[Object point labels]
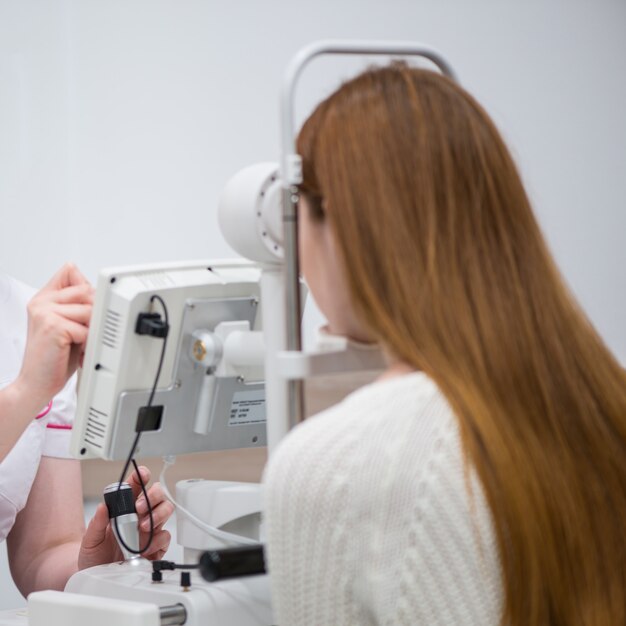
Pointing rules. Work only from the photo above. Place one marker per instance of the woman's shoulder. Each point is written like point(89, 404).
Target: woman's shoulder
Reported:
point(378, 420)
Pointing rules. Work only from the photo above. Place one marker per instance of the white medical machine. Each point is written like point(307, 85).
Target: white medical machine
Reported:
point(224, 337)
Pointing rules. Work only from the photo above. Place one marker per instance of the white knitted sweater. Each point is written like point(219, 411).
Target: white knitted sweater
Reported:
point(372, 519)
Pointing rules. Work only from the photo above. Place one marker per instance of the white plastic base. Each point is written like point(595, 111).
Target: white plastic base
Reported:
point(53, 608)
point(236, 602)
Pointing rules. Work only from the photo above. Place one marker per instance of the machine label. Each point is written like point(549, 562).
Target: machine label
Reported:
point(248, 407)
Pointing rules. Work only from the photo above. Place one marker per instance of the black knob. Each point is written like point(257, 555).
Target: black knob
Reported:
point(185, 579)
point(232, 562)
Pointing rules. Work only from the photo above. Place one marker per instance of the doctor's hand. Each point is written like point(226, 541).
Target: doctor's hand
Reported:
point(58, 324)
point(99, 544)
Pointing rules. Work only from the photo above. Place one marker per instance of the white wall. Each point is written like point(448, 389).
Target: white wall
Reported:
point(120, 120)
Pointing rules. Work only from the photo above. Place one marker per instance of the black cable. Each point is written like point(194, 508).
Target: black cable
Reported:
point(131, 455)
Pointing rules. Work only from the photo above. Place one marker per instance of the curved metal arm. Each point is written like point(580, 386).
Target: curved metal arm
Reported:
point(291, 174)
point(307, 54)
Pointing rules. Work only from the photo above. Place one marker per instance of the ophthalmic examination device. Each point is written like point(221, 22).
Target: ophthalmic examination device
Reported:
point(198, 356)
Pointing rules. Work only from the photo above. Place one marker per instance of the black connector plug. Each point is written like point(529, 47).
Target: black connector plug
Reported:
point(151, 324)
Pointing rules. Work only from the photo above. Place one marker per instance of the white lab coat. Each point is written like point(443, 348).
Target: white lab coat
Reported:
point(48, 436)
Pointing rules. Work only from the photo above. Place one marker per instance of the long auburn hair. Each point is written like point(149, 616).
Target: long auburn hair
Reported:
point(447, 267)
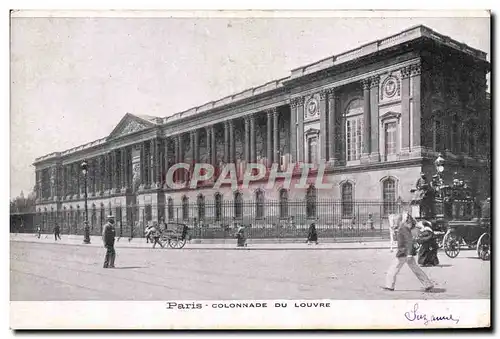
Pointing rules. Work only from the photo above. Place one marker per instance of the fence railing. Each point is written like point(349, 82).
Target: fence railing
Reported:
point(218, 219)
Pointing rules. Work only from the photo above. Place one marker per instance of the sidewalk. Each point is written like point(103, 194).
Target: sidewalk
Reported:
point(216, 244)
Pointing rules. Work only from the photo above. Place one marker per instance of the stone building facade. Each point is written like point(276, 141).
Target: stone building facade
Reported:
point(376, 116)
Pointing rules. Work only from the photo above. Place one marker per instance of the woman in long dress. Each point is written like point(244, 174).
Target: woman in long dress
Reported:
point(427, 253)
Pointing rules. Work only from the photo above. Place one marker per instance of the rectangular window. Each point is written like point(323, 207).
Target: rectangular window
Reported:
point(390, 138)
point(313, 150)
point(354, 138)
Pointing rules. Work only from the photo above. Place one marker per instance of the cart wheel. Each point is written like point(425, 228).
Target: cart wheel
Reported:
point(177, 243)
point(451, 245)
point(483, 246)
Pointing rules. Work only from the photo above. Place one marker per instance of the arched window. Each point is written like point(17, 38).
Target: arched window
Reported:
point(78, 218)
point(238, 205)
point(347, 200)
point(354, 129)
point(200, 201)
point(185, 208)
point(170, 206)
point(102, 218)
point(93, 217)
point(311, 202)
point(71, 219)
point(283, 203)
point(259, 204)
point(218, 206)
point(389, 196)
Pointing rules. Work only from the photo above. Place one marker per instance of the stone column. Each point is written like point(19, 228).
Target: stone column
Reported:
point(92, 176)
point(64, 182)
point(103, 172)
point(208, 145)
point(226, 142)
point(78, 179)
point(366, 119)
point(143, 163)
point(232, 155)
point(123, 183)
point(37, 184)
point(405, 111)
point(416, 121)
point(375, 124)
point(323, 126)
point(176, 176)
point(193, 146)
point(181, 156)
point(333, 132)
point(269, 138)
point(253, 157)
point(293, 129)
point(166, 160)
point(300, 132)
point(110, 171)
point(247, 139)
point(153, 160)
point(114, 171)
point(276, 136)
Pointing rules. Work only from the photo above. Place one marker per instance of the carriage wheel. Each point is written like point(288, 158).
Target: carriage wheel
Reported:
point(483, 246)
point(451, 245)
point(176, 243)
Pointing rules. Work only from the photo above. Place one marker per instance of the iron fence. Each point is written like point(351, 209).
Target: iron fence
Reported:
point(219, 219)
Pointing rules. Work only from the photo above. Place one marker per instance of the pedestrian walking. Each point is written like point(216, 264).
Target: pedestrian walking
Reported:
point(155, 235)
point(57, 232)
point(108, 238)
point(405, 255)
point(241, 239)
point(312, 234)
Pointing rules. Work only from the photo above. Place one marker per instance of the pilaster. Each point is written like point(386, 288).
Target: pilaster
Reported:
point(375, 122)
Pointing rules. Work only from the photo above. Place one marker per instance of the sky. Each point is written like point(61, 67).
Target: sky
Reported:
point(73, 79)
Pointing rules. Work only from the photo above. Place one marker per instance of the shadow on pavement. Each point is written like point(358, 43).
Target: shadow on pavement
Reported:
point(128, 267)
point(434, 290)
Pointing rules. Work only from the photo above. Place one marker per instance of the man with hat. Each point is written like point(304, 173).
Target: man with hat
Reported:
point(108, 238)
point(405, 255)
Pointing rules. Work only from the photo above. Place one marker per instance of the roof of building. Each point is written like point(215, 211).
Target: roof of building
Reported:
point(373, 47)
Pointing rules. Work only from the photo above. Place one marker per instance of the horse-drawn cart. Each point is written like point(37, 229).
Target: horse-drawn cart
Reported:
point(452, 212)
point(175, 235)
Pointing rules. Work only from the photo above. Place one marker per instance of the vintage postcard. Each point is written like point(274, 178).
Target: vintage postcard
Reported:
point(250, 169)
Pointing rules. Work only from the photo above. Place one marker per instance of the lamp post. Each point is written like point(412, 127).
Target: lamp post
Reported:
point(86, 230)
point(439, 164)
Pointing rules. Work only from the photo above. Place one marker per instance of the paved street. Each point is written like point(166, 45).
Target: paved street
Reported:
point(48, 271)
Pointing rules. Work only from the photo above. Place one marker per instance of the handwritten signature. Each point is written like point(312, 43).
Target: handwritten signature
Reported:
point(413, 315)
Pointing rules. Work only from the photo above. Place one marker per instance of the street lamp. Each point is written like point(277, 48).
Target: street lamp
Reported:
point(86, 230)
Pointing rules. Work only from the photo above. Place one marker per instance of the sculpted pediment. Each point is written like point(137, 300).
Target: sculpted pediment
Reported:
point(128, 125)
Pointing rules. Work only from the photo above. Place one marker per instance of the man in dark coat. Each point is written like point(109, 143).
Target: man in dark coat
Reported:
point(405, 255)
point(427, 253)
point(57, 232)
point(108, 238)
point(312, 235)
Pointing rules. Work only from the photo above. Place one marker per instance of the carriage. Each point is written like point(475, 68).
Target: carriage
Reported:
point(456, 222)
point(473, 233)
point(175, 235)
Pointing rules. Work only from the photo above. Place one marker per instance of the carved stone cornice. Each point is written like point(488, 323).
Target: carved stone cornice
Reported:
point(405, 72)
point(323, 95)
point(366, 84)
point(374, 81)
point(416, 69)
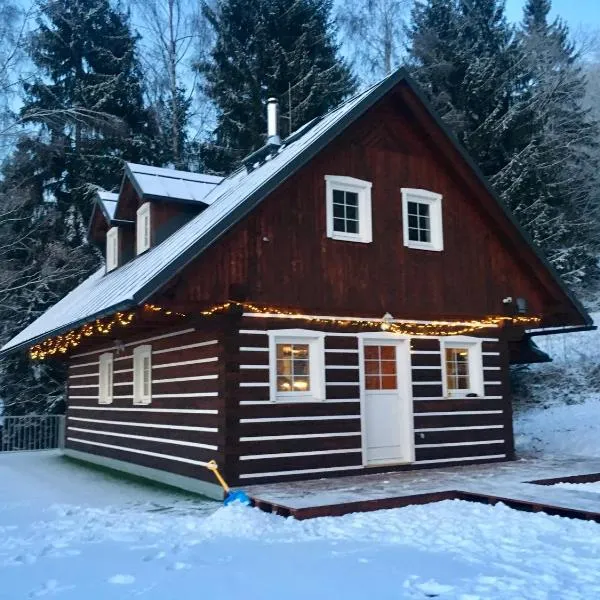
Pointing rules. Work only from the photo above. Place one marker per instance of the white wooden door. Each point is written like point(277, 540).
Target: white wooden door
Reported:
point(387, 421)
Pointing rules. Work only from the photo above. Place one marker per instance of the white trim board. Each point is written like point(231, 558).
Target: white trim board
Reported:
point(300, 472)
point(144, 452)
point(146, 425)
point(196, 486)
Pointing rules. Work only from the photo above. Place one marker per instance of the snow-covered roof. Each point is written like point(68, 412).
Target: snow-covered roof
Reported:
point(109, 203)
point(228, 202)
point(176, 185)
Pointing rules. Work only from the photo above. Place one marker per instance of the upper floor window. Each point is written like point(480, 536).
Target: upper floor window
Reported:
point(143, 228)
point(422, 219)
point(112, 248)
point(296, 365)
point(348, 209)
point(142, 375)
point(463, 370)
point(105, 383)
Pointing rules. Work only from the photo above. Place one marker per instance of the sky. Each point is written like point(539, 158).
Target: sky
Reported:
point(577, 13)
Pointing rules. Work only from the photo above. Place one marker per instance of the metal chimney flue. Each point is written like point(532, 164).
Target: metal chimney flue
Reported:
point(273, 122)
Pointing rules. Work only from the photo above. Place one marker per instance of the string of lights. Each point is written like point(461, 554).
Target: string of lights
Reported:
point(61, 344)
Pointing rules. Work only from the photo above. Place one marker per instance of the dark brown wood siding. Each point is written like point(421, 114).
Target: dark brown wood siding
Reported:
point(279, 255)
point(296, 440)
point(183, 425)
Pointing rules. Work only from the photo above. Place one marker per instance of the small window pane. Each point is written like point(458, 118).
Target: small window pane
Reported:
point(351, 226)
point(388, 367)
point(300, 367)
point(372, 352)
point(372, 382)
point(301, 384)
point(284, 384)
point(371, 367)
point(388, 352)
point(352, 213)
point(339, 225)
point(352, 199)
point(338, 196)
point(380, 368)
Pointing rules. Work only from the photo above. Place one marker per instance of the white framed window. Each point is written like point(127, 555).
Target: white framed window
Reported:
point(296, 365)
point(105, 378)
point(142, 375)
point(348, 209)
point(422, 219)
point(462, 367)
point(143, 228)
point(112, 248)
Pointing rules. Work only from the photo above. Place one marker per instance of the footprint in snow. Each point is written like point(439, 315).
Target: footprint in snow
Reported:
point(122, 579)
point(51, 587)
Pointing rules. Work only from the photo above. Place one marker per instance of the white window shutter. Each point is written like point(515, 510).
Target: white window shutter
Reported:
point(143, 228)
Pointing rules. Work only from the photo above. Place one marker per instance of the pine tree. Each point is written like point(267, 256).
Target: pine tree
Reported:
point(373, 32)
point(87, 100)
point(552, 182)
point(465, 56)
point(269, 48)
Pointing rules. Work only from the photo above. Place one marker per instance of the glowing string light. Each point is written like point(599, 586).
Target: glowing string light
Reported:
point(63, 343)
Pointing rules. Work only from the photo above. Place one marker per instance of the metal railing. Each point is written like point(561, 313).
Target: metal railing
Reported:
point(33, 432)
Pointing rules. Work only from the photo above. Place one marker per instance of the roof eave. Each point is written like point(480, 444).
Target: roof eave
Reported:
point(587, 319)
point(125, 305)
point(268, 186)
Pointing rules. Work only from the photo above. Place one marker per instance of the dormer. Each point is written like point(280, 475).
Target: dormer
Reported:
point(160, 201)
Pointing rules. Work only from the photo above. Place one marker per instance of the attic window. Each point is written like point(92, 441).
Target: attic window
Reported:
point(112, 249)
point(463, 371)
point(422, 219)
point(348, 209)
point(142, 226)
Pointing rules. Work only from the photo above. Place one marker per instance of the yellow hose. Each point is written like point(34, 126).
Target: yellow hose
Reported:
point(212, 465)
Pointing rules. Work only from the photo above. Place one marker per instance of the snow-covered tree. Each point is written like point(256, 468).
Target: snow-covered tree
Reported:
point(172, 32)
point(514, 98)
point(465, 56)
point(269, 48)
point(373, 34)
point(552, 181)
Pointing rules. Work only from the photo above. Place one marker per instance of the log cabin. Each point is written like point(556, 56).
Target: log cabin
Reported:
point(348, 301)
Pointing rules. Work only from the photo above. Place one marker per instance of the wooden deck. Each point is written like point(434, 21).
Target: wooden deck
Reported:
point(525, 484)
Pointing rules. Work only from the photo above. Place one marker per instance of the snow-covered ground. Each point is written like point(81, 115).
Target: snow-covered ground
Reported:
point(562, 415)
point(71, 533)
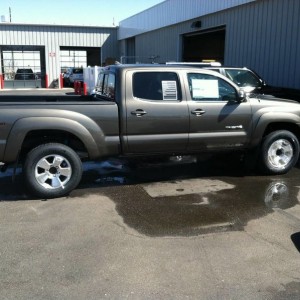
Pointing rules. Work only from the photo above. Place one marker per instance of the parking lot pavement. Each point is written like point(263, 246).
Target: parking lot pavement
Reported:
point(172, 230)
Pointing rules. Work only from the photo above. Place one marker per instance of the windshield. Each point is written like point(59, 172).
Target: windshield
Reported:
point(243, 77)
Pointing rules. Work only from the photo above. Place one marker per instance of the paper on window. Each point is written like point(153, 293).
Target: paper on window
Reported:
point(169, 89)
point(205, 88)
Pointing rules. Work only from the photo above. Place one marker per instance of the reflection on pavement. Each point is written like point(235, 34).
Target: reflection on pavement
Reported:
point(179, 196)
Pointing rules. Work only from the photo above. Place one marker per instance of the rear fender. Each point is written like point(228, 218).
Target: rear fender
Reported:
point(23, 126)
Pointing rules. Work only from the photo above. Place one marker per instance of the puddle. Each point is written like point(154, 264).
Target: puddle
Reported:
point(180, 196)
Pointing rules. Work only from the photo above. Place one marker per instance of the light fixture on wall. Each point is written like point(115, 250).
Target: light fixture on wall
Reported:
point(196, 24)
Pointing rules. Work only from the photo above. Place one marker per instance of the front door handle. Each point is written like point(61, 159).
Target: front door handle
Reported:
point(198, 112)
point(139, 112)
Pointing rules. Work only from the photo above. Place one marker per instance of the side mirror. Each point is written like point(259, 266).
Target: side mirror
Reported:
point(242, 95)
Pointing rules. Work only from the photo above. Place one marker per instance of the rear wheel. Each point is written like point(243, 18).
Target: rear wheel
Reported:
point(52, 170)
point(279, 152)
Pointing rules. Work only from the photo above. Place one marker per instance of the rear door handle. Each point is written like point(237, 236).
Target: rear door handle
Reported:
point(139, 112)
point(198, 112)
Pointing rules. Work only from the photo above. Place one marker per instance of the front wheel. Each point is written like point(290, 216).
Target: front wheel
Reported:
point(279, 152)
point(52, 170)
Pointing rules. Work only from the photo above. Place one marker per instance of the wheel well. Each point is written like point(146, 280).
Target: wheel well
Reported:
point(38, 137)
point(283, 126)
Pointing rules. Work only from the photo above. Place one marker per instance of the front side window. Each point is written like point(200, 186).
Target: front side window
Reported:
point(205, 87)
point(162, 86)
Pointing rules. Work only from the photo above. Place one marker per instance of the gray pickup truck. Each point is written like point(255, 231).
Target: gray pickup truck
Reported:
point(142, 110)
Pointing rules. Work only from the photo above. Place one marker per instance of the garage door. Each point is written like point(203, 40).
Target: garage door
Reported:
point(206, 45)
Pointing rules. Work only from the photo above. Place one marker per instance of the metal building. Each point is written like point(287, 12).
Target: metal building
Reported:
point(44, 51)
point(261, 34)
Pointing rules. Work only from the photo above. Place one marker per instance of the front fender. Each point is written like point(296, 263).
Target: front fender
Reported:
point(272, 118)
point(22, 126)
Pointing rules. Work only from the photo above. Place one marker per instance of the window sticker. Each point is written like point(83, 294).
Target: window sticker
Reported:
point(169, 89)
point(205, 88)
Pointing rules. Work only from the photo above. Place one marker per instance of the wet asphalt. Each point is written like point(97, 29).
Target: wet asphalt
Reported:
point(172, 228)
point(187, 227)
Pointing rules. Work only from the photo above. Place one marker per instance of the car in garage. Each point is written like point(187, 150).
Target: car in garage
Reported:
point(72, 75)
point(24, 74)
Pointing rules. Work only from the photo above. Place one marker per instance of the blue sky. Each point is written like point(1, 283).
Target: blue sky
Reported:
point(73, 12)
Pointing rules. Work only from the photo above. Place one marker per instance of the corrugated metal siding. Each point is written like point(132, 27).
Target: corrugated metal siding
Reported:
point(171, 12)
point(263, 35)
point(53, 37)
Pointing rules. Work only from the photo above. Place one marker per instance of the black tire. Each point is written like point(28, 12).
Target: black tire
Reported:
point(279, 152)
point(52, 170)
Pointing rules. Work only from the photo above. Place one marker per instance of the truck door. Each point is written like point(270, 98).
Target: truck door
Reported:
point(218, 119)
point(157, 118)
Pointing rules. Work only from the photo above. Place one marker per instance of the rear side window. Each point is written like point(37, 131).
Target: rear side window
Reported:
point(161, 86)
point(106, 85)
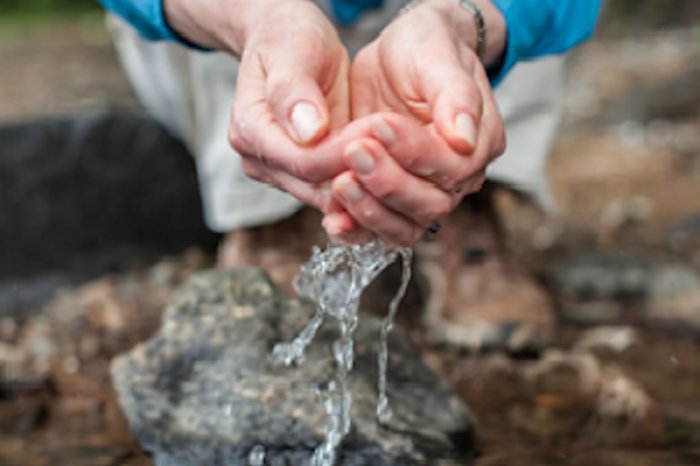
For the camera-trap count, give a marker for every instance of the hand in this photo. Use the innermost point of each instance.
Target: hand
(292, 89)
(441, 129)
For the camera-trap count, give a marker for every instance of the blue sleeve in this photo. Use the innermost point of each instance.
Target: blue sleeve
(544, 27)
(147, 16)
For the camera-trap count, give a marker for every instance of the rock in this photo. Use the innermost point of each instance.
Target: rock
(615, 338)
(80, 196)
(667, 291)
(204, 392)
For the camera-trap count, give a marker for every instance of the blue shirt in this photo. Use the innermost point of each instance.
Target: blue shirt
(536, 28)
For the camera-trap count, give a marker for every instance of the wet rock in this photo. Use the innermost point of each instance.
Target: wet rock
(203, 391)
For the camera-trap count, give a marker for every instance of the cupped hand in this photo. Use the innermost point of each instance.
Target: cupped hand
(292, 93)
(438, 129)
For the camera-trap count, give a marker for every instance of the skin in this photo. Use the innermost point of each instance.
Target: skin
(385, 147)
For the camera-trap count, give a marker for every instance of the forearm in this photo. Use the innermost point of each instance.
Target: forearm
(464, 23)
(537, 28)
(209, 24)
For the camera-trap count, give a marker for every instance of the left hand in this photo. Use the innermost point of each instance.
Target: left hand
(439, 130)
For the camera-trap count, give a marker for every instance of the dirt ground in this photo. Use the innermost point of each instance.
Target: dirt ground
(625, 172)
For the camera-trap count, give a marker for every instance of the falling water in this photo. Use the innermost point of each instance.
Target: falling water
(334, 279)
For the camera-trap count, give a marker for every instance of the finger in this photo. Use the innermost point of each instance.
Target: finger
(456, 103)
(491, 117)
(342, 228)
(417, 199)
(297, 104)
(371, 214)
(316, 195)
(257, 136)
(256, 133)
(418, 149)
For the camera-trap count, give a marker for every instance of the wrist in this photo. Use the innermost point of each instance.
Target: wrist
(466, 26)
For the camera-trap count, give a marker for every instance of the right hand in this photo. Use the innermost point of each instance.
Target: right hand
(292, 94)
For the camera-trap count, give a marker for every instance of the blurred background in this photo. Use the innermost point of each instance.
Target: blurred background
(100, 220)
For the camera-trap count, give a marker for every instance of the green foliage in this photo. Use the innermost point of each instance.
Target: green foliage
(46, 6)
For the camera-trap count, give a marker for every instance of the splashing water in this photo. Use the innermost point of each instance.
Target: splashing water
(335, 279)
(256, 457)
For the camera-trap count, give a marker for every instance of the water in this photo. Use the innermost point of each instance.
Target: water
(256, 457)
(334, 279)
(383, 409)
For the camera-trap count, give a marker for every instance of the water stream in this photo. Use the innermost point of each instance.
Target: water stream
(334, 279)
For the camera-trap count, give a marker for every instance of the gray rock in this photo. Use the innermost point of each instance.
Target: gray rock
(595, 277)
(204, 392)
(594, 289)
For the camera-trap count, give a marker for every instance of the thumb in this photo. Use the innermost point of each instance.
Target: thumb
(297, 103)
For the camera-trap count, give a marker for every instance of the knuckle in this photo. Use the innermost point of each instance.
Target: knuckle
(306, 172)
(386, 189)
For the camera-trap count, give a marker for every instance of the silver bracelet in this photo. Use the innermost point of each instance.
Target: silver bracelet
(478, 18)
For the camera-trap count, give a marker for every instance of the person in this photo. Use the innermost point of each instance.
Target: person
(380, 116)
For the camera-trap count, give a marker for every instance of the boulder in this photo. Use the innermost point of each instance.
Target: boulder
(205, 392)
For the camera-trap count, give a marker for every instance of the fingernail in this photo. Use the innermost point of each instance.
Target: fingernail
(384, 132)
(306, 121)
(466, 129)
(333, 228)
(360, 160)
(351, 192)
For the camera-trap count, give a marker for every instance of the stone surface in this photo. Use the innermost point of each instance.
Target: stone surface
(80, 196)
(204, 391)
(594, 289)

**What the exercise asks**
Rewrite the lines from the one containing "like point(231, 558)." up to and including the one containing "point(105, 383)", renaming "upper floor window" to "second-story window" and leaving everything else the same.

**Output for this exercise**
Pointing rules. Work only from the photo above. Place one marker per instance of the white trim board. Each point is written like point(231, 558).
Target: white trim board
Reported:
point(300, 472)
point(144, 452)
point(146, 425)
point(196, 486)
Pointing rules. Work only from the photo above. Place one marker per instance of the snow-covered roof. Each point is written like point(68, 412).
Target: snow-covered roof
Reported:
point(109, 203)
point(228, 202)
point(176, 185)
Pointing rules. Work only from the photo above. Place one marker per instance of the second-story window. Each point is written like point(480, 536).
Target: second-story window
Reported:
point(143, 228)
point(422, 219)
point(112, 248)
point(296, 365)
point(348, 209)
point(142, 375)
point(463, 370)
point(105, 383)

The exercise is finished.